══ Ausgewählter Text

Abschlussgottesdienst der EKD-Synode in der St. Martini Kirche in Braunschweig (Eph 4,15)
Eberhard Renz
Liebe Schwestern und liebe Brüder,
es war ein recht voller Tag, den ich vor bald 40 Jahren mit Bischof Chrysostomos in Kottayam an der Malabaküste in Indien erlebte. Wir hatten uns viel zu erzählen aus dem Leben unserer Kirchen. Er von der Mar Thoma Kirche, deren Namen ich kaum unterzubringen wusste. Und ich von der württembergischen Kirche, deren Platz auf der Erdkugel auch nur geographisch vorstellbar gemacht werden konnte.
Es lag sozusagen in der Konsequenz einer solchen Begegnung, dass Bischof Chrysostomos mich fragte, ob ich nicht am anderen Tag im Sonntagsgottesdienst predigen könnte. Der Platz wurde mir direkt an der "Ikonenwand" zugewiesen, die in der kleinen Gemeinde aus einem großen farbigen Tuch bestand.
Wir feierten miteinander fröhlich Gottesdienst und Abendmahl, eine überaus eindrückliche Erfahrung für mich als jungen Vikar, die ich nie mehr vergessen habe.
Ohne mir dies bewusst zu machen, so denke ich heute, hatte ich etwas davon erlebt, was im Epheserbrief steht: "Wachsen zu dem hin, der das Haupt ist, Christus."
Zurück in Gurukul, im Theologischen College der Lutherischen Kirche Indiens, war die Begeisterung der Professoren und Studenten über mein Tun ziemlich gebremst. Predigen durchaus, aber am Abendmahl teilnehmen, das war zu weit gegangen, auch für einen Lutheraner württembergischer Prägung.

════
══ Zu bearbeitende Daten

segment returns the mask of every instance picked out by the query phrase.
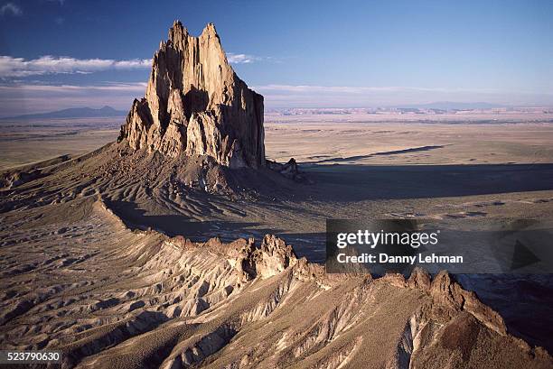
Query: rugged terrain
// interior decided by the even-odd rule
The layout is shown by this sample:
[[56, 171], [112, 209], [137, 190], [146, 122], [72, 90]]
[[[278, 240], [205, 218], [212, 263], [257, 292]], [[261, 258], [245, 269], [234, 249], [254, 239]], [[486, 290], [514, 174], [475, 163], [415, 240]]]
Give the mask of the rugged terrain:
[[446, 272], [325, 274], [272, 235], [131, 230], [96, 196], [2, 218], [2, 347], [65, 367], [535, 367]]
[[[314, 263], [329, 217], [549, 217], [548, 126], [276, 124], [271, 158], [293, 147], [298, 180], [265, 161], [262, 109], [214, 27], [175, 23], [118, 142], [2, 172], [0, 347], [60, 349], [64, 367], [553, 365], [534, 346], [550, 290], [530, 279], [491, 300], [504, 321], [445, 272]], [[528, 311], [540, 327], [516, 324]]]

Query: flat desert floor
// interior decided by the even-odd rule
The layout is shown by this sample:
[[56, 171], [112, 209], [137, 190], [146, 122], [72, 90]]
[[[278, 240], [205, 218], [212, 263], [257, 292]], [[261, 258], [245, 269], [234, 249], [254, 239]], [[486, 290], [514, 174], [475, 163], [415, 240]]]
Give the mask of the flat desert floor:
[[[4, 122], [0, 169], [90, 152], [114, 141], [122, 122]], [[269, 114], [265, 133], [267, 156], [278, 161], [294, 157], [309, 183], [268, 186], [251, 201], [187, 192], [172, 183], [153, 184], [163, 195], [153, 201], [133, 184], [124, 190], [114, 186], [105, 201], [127, 224], [192, 241], [276, 234], [314, 263], [324, 260], [329, 217], [419, 217], [475, 225], [553, 217], [548, 115]], [[86, 184], [75, 179], [74, 186], [72, 180], [60, 184], [67, 188], [63, 196], [71, 198], [91, 196], [101, 186], [98, 178]], [[37, 194], [44, 201], [50, 196], [43, 189]], [[512, 332], [552, 349], [547, 338], [553, 336], [551, 279], [534, 285], [528, 279], [494, 278], [459, 276], [503, 316]]]

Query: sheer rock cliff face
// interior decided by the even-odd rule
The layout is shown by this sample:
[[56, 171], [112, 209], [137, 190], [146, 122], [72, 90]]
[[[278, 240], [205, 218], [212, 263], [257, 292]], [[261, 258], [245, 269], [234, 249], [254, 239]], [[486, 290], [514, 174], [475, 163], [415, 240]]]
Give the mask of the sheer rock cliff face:
[[265, 166], [264, 135], [263, 97], [234, 73], [215, 26], [193, 37], [175, 21], [118, 141], [171, 157], [208, 155], [230, 168], [258, 168]]

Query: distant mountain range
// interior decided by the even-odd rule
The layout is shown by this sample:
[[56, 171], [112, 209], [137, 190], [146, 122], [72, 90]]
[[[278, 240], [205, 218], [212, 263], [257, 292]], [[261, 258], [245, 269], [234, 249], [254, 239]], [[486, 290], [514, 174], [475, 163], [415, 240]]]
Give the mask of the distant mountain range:
[[99, 109], [92, 107], [71, 107], [69, 109], [56, 110], [47, 113], [25, 114], [23, 115], [0, 118], [2, 120], [28, 120], [28, 119], [55, 119], [55, 118], [98, 118], [108, 116], [124, 116], [127, 112], [116, 110], [111, 106], [104, 106]]
[[484, 102], [475, 103], [456, 103], [454, 101], [436, 101], [428, 104], [405, 104], [389, 106], [394, 108], [414, 108], [414, 109], [440, 109], [440, 110], [473, 110], [473, 109], [493, 109], [506, 107], [500, 104], [491, 104]]

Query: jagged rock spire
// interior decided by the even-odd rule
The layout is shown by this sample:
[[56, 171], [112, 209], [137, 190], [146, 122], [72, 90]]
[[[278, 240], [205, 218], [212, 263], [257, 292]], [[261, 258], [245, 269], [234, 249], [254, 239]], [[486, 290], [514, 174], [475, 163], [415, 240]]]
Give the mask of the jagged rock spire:
[[175, 21], [154, 55], [145, 97], [118, 141], [134, 150], [208, 155], [229, 167], [265, 165], [263, 97], [229, 64], [215, 26], [199, 37]]

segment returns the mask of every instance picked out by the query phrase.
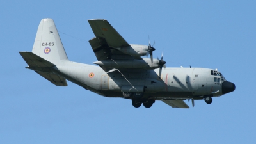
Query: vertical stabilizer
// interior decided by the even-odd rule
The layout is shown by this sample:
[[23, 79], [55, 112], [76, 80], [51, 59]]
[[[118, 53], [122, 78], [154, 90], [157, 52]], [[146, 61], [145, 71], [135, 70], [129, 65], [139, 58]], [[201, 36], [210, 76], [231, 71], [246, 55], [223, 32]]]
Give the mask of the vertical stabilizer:
[[47, 18], [41, 20], [32, 52], [54, 64], [68, 60], [52, 19]]

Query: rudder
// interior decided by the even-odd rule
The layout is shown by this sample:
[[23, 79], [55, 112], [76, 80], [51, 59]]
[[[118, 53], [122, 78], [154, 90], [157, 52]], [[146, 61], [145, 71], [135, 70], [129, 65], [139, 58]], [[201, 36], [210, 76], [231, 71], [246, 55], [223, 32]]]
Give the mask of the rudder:
[[52, 19], [43, 19], [38, 26], [32, 52], [57, 64], [68, 60], [59, 33]]

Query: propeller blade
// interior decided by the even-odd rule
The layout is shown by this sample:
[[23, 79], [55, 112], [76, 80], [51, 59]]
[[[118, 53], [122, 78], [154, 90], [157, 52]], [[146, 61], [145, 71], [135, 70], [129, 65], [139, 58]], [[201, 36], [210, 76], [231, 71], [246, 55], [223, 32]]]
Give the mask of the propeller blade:
[[[153, 45], [155, 44], [155, 42], [154, 42]], [[155, 51], [156, 49], [153, 47], [153, 46], [151, 46], [150, 44], [150, 40], [149, 38], [149, 35], [148, 35], [148, 52], [149, 53], [149, 55], [150, 55], [150, 59], [151, 59], [151, 63], [153, 63], [153, 51]], [[148, 54], [147, 52], [147, 54]], [[148, 56], [148, 55], [147, 55]]]
[[162, 67], [159, 68], [159, 77], [161, 78], [161, 75], [162, 74]]
[[147, 52], [147, 53], [146, 53], [146, 56], [147, 56], [147, 58], [148, 56], [148, 55], [149, 55], [149, 52], [148, 51], [148, 52]]
[[150, 55], [151, 63], [153, 63], [153, 56]]
[[195, 106], [194, 99], [192, 99], [192, 106], [193, 106], [193, 107]]

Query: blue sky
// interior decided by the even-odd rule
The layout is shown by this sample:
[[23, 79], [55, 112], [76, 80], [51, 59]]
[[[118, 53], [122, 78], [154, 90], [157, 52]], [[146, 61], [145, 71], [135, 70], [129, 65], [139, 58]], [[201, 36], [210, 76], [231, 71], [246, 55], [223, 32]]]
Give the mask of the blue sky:
[[[0, 143], [255, 143], [255, 1], [4, 1], [0, 9]], [[156, 41], [168, 67], [218, 68], [236, 86], [191, 109], [147, 109], [27, 70], [43, 18], [54, 19], [70, 60], [97, 61], [87, 20], [107, 19], [130, 44]], [[188, 102], [188, 101], [186, 101]], [[188, 103], [191, 106], [191, 103]]]

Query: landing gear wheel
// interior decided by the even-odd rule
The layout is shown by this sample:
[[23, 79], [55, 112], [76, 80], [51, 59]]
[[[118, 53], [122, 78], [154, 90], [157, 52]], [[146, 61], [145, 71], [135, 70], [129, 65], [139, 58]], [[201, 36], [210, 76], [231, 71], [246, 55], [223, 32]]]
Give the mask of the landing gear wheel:
[[129, 93], [129, 92], [123, 92], [123, 96], [125, 98], [130, 98], [131, 96], [132, 95], [132, 93]]
[[207, 104], [211, 104], [212, 102], [212, 98], [211, 97], [206, 97], [204, 98], [204, 101]]
[[141, 102], [138, 102], [136, 100], [132, 100], [132, 106], [135, 108], [139, 108], [141, 106]]
[[153, 105], [153, 102], [154, 102], [152, 100], [148, 100], [143, 102], [143, 106], [145, 106], [145, 108], [149, 108]]
[[133, 95], [134, 96], [135, 98], [140, 99], [143, 96], [143, 93], [134, 93]]

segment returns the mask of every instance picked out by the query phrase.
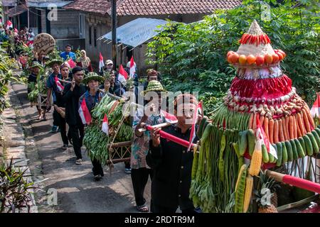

════

• [Deine Aufgaben]
1. Prüfe bitte, ob die folgenden Aussagen mit der Predigt übereinstimmen, und belege jede Antwort mit „ja“ oder „nein“ und den entscheidenden Worten der Predigt als wörtlichem Zitat. (a) Die Begegnung mit Bischof Chrysostomos fand in Kottayam statt. (b) Die Ikonenwand der kleinen Gemeinde war aus Holz gefertigt. (c) In Gurukul waren die Professoren und Studenten von der Teilnahme am Abendmahl begeistert.
2. Schreibe den Abschnitt der Auflistung neu, der mit der Zeile beginnt, die „Query: distant mountain range“ enthält, und mit der Zeile endet, die „Give the mask of the distant“ enthält. Ersetze darin „distant mountain range“ durch „snow-capped peaks“ und lass alles andere unverändert.

• [Lösungen je Aufgabe]
1.
(a) Ja: „mit Bischof Chrysostomos in Kottayam an der Malabaküste in Indien erlebte“
(b) Nein: „die in der kleinen Gemeinde aus einem großen farbigen Tuch bestand“
(c) Nein: „war die Begeisterung der Professoren und Studenten über mein Tun ziemlich gebremst“

2.
Query: snow-capped peaks
// interior decided by the even-odd rule
The layout is shown by this sample:
[[56, 171], [112, 209], [137, 190], [146, 122], [72, 90]]
[[[278, 240], [205, 218], [212, 263], [257, 292]], [[261, 258], [245, 269], [234, 249], [254, 239]], [[486, 290], [514, 174], [475, 163], [415, 240]]]
Give the mask of the snow-capped peaks:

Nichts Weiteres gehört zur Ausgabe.